(THE DATA begins)

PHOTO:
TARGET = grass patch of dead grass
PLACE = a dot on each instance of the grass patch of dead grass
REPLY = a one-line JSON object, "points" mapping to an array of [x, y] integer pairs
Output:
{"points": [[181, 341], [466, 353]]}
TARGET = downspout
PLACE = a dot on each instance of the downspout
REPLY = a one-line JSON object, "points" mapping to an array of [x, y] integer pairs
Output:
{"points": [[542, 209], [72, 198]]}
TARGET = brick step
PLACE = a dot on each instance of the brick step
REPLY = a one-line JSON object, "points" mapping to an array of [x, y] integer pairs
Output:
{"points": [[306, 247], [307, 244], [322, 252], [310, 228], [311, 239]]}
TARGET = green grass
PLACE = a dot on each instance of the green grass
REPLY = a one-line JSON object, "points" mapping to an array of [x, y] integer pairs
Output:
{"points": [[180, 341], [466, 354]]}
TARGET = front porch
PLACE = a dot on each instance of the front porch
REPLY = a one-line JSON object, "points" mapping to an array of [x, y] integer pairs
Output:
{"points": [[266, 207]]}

(THE DATA ends)
(THE DATA begins)

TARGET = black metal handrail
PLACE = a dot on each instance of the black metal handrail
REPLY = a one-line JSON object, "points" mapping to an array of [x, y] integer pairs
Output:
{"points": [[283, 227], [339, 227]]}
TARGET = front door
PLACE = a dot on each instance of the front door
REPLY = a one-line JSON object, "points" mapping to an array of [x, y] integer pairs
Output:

(THE DATA ends)

## EXERCISE REQUIREMENTS
Copy out each line of the data where the string "step" appears.

## RESULT FOR THIS TASK
TARGET = brick step
PLACE = a dot on each instance of the brick step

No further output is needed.